*** Opening Records for this exercise ***

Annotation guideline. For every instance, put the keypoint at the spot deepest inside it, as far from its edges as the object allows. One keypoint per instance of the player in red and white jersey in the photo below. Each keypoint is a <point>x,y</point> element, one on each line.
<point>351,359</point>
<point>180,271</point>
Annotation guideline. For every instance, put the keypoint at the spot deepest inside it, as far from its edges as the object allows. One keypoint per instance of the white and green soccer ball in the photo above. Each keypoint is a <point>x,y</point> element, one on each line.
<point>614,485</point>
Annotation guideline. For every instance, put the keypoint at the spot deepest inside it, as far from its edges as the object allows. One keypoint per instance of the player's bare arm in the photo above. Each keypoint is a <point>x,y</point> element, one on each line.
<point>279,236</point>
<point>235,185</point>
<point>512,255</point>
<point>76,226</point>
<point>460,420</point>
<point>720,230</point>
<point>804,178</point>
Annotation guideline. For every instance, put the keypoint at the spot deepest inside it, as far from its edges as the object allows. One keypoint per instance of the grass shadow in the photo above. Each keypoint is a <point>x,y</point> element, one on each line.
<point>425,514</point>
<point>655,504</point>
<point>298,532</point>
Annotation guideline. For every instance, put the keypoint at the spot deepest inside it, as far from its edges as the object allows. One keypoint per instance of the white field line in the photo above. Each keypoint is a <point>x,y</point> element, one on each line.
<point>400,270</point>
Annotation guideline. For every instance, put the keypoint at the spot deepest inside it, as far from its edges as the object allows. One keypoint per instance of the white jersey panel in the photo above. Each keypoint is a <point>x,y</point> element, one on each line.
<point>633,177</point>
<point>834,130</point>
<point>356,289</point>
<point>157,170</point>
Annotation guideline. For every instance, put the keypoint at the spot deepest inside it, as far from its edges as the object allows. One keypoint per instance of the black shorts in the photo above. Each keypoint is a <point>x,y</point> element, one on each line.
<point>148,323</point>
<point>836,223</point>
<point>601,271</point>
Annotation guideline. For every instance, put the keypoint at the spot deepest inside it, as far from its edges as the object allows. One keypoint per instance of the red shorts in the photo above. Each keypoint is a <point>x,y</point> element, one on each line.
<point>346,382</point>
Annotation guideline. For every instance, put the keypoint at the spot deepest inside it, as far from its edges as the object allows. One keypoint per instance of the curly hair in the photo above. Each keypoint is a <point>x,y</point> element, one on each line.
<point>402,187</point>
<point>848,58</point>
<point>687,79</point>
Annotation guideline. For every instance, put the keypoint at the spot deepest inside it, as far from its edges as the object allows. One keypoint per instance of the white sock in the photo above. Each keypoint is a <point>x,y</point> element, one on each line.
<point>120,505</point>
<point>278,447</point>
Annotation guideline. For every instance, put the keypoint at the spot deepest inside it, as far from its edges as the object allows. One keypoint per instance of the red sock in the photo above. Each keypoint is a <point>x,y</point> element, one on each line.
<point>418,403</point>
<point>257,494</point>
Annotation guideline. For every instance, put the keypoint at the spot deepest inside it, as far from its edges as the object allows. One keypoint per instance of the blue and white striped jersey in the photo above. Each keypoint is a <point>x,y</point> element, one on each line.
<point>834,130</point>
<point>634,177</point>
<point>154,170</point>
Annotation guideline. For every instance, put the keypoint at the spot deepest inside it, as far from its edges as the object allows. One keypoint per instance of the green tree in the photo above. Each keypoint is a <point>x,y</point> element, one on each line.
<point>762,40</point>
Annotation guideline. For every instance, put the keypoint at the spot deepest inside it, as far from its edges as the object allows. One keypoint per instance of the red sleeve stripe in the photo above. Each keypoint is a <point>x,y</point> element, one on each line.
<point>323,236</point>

*** Closing Records for this exercise ***

Give an exact transcription of the data shown above.

Annotation guideline. For every instance, put the keypoint at the spot deepest inside it, as far from its edges as the object allows. One keypoint per instance of the player in red and white jersey in the photo below. Each keypoint is a <point>x,y</point> element, one on each line.
<point>351,359</point>
<point>180,271</point>
Annotation guideline. For every instance, put the keypoint at the spot deepest inside it, as far from its edges as the object allows. One keypoint per instance of the white and green soccer ball in the photo above. Each keypoint is a <point>x,y</point> element, one on each line.
<point>614,485</point>
Annotation guideline. For every instance, put the keypoint at the spot deepest inside it, as far from its edges as the object allows. One keypoint per instance of the player's bare arm in the photo above. Each keypoint is a <point>x,y</point> element, one on each line.
<point>279,236</point>
<point>235,185</point>
<point>512,255</point>
<point>76,226</point>
<point>460,420</point>
<point>720,230</point>
<point>804,178</point>
Annotation guideline. For every instance, put the keypoint at the spot deepest inside it, as far from its edges as the object allows. One keypoint per instance of the grass shadow in the photo above. Each keypoint is a <point>x,y</point> element, one on each line.
<point>425,514</point>
<point>655,504</point>
<point>298,532</point>
Annotation guideline. For every instance, put the keypoint at the spot deepest inside it, as far from its edges as the object allows. One keypoint per instance of the white field line in the photo above. Each keypoint is a <point>x,y</point> element, one on each line.
<point>400,270</point>
Annotation guideline. For every instance, put the keypoint at the spot deepest inside it, as far from its edges as the object allows. One keypoint per instance of the white jersey panel in the photo above. Each keypoint is a <point>x,y</point> element, one on each line.
<point>633,177</point>
<point>834,130</point>
<point>356,289</point>
<point>157,170</point>
Annotation guideline. For every instance, put the keypoint at the spot deepest inside it, as far from its edges as the object allows. One keypoint per instance of the black shorts in the photo above. Each keypoint is a <point>x,y</point> element, one on each line.
<point>148,323</point>
<point>836,223</point>
<point>601,271</point>
Annotation guideline. For every instance, put the keypoint at the spot deepest inside it, as far from its edges as the object allows. One keypoint per instance of the red shorts in the photo above. Each keypoint is a <point>x,y</point> element, one on each line.
<point>346,382</point>
Annotation guideline. For every instance, put the keypoint at the spot deepest inside it, as far from its edges as the object allows. One keypoint per instance of the curly hair in the photo above. Each keypoint is a <point>x,y</point> element, one on each line.
<point>402,187</point>
<point>848,58</point>
<point>687,79</point>
Annotation guideline. For every instance, put the keypoint at the spot deepest inside it, as far from its edges as the object allows. One keypoint per instance of the white sock in the photo above. Each keypoint is a <point>x,y</point> element, one on each line.
<point>120,505</point>
<point>278,447</point>
Annotation guideline. For every instance, put the keypoint at the spot deepest inside it, as far from its edges as the object allows. One keypoint per instance of the red sock in the photo above. Each keypoint is a <point>x,y</point> element, one on each line.
<point>418,403</point>
<point>257,494</point>
Annotation guideline. For every instance, put the keypoint at the spot deepest inside it, as far from its edges as the object allows. One keypoint per instance of the blue and white striped jersey in the photo above. Each keypoint is a <point>x,y</point> element, one on each line.
<point>834,130</point>
<point>634,177</point>
<point>154,170</point>
Annotation guideline. For every instance, put the keypoint at the spot deepest inside it, as far from its edges as the object allows. One keypoint per instance of the green tree in the photo above. Each keypoint is a <point>x,y</point> element, one on each line.
<point>762,40</point>
Annotation guideline. For every instance, put the keypoint at the spot deepest inside it, as far from its edges as the object allows. One keypoint per instance of the red sleeve stripe in the photo above. Each keypoint is a <point>x,y</point> element, one on each line.
<point>323,236</point>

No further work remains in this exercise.